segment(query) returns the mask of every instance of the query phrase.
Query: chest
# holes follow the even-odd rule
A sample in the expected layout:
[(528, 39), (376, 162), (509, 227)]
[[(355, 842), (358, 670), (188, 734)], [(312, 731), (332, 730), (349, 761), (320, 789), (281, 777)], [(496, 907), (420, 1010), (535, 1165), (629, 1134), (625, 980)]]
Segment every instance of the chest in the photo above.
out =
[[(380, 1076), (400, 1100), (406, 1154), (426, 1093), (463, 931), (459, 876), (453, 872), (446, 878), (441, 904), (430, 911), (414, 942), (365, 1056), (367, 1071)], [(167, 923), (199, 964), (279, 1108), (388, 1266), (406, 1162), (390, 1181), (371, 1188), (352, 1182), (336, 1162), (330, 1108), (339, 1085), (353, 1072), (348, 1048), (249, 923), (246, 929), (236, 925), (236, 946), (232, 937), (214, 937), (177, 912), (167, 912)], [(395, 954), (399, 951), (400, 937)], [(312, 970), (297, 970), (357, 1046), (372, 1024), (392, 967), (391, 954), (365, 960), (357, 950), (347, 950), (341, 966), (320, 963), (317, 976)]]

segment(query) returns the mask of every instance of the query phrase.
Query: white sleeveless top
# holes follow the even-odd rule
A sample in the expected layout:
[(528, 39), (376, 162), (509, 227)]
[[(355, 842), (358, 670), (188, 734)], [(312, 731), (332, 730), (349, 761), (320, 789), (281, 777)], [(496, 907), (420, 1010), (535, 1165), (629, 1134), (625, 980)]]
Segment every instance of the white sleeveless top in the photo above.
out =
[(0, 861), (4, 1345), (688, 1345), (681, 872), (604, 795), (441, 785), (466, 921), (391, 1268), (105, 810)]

════════════════

_What is being asked_.
Could you reproduce the data from its start through the line containing "963), (317, 976)]]", changing "chest" to "trunk" and leaving all else as it stands?

_Written response_.
segment(query) returns the mask of every instance of the query phrase.
Query: trunk
# holes follow the even-odd rule
A sample in the expected layout:
[(528, 39), (376, 162), (509, 227)]
[[(355, 842), (358, 670), (188, 734)], [(312, 731), (332, 730), (349, 761), (320, 789), (281, 777)], [(496, 907), (420, 1010), (535, 1165), (629, 1134), (625, 980)]]
Segment every instance of the trunk in the photo above.
out =
[[(380, 1076), (400, 1100), (406, 1154), (426, 1093), (463, 931), (459, 876), (453, 872), (446, 878), (441, 904), (430, 911), (414, 942), (365, 1056), (367, 1071)], [(167, 923), (199, 964), (279, 1108), (388, 1266), (406, 1162), (390, 1181), (371, 1188), (352, 1182), (336, 1162), (330, 1108), (339, 1085), (353, 1072), (348, 1048), (249, 923), (246, 929), (236, 925), (236, 946), (232, 937), (214, 937), (177, 912), (167, 912)], [(395, 954), (399, 951), (400, 937)], [(312, 970), (297, 970), (357, 1046), (372, 1024), (392, 967), (391, 954), (365, 960), (357, 950), (347, 950), (341, 966), (320, 963), (317, 976)]]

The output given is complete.